### WORK INSTRUCTIONS
Please retype the data in full and exactly; the pictures are not part of the copy.

(Stored records)
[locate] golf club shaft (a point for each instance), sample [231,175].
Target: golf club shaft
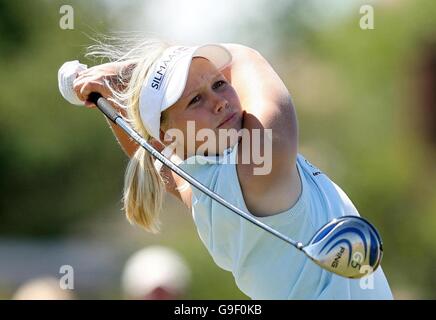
[109,111]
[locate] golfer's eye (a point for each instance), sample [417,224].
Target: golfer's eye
[194,100]
[218,84]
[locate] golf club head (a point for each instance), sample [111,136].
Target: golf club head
[349,246]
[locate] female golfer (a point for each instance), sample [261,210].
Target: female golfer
[175,97]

### RESULT OF THIS EXERCISE
[locate] golf club shaft (a point for each instance), sample [231,175].
Target: golf club shaft
[109,111]
[locate] golfer's eye (a point for each instance), sample [417,224].
Target: golfer's eye
[194,100]
[218,84]
[locate] golf club head (a point for each instance), sample [111,136].
Target: golf club head
[349,246]
[locate] female golfer (a point for each instance), sample [261,210].
Target: female golfer
[175,97]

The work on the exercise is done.